> **Task item**: Print the entries below exactly as they appear, from the first line up to and including the line with "Target: ceramic medallion plaque". Do not print any pictures.

(Entries taken from a collection)
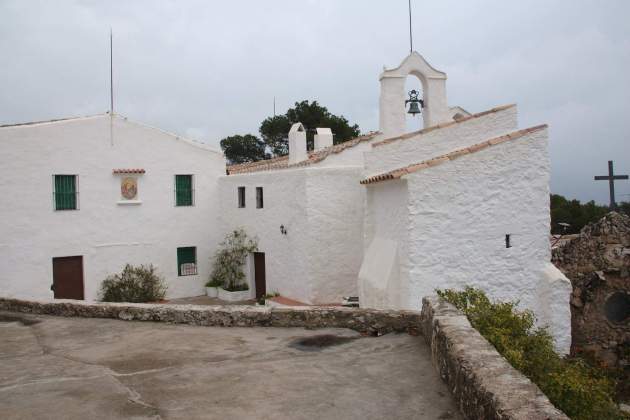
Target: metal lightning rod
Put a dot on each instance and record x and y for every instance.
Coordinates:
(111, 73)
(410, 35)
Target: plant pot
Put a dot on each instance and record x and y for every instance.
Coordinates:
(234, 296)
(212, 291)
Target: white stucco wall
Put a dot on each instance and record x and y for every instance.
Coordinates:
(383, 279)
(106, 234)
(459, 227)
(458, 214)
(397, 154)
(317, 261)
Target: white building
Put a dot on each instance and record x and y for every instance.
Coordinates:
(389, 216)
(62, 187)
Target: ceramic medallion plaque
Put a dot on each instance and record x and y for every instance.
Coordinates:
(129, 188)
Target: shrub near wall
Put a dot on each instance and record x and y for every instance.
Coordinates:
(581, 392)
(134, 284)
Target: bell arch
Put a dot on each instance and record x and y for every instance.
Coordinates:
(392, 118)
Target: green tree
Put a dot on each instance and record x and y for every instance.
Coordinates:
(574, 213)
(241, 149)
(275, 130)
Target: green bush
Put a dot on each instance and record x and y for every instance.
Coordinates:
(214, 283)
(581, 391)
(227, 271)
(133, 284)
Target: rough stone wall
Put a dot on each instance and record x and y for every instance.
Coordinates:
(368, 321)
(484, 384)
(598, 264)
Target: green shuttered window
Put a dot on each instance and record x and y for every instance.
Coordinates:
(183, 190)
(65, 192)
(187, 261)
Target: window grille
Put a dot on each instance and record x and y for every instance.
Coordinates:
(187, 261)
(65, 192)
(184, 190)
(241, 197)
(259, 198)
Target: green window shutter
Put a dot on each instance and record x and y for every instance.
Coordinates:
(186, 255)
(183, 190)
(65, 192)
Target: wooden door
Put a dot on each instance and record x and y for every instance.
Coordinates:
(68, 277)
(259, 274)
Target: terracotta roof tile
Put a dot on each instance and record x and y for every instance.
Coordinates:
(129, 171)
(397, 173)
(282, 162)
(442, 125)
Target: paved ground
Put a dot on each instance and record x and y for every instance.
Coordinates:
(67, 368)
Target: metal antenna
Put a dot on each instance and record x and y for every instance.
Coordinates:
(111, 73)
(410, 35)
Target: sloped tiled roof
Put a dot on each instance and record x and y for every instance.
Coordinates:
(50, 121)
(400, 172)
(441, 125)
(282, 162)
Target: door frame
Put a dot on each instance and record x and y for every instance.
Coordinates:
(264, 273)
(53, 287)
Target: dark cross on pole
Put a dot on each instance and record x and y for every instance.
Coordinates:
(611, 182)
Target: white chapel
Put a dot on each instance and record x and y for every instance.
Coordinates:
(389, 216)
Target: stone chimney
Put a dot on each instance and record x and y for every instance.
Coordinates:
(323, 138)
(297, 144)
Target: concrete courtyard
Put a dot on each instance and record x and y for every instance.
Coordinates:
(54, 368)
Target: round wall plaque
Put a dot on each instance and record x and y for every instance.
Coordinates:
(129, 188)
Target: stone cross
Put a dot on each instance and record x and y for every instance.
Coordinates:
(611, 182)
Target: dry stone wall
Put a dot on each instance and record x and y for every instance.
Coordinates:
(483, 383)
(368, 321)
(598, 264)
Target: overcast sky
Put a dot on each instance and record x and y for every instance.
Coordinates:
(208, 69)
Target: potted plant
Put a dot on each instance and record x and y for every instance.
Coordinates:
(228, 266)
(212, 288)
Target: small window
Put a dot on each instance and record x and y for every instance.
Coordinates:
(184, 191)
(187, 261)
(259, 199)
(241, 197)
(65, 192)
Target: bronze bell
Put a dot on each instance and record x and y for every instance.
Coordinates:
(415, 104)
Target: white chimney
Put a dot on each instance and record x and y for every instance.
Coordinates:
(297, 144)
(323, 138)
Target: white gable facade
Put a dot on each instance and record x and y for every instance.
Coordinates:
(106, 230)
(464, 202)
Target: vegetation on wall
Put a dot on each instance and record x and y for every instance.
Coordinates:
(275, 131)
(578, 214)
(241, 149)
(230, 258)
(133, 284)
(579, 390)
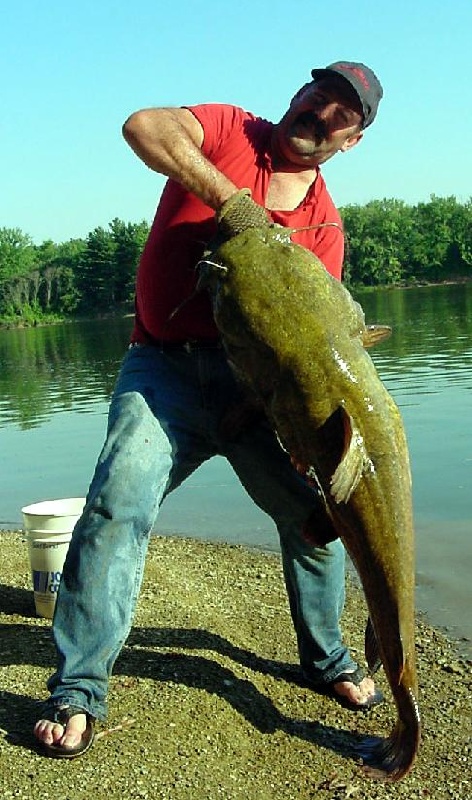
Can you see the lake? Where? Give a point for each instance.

> **Answer below**:
Target: metal lightning rod
Put a dot on each instance and record x and y for every instance.
Coordinates:
(111, 73)
(410, 35)
Target: plant pot
Put a dot on each instance and record x and y for every instance.
Coordinates:
(234, 296)
(212, 291)
Target: white stucco wall
Put a dot on each instance and record x and y for every instance.
Coordinates:
(383, 279)
(106, 234)
(459, 227)
(458, 214)
(397, 154)
(317, 261)
Target: white building
Put a dot on each instance and record x and y for every instance.
Coordinates:
(389, 216)
(62, 187)
Target: ceramic medallion plaque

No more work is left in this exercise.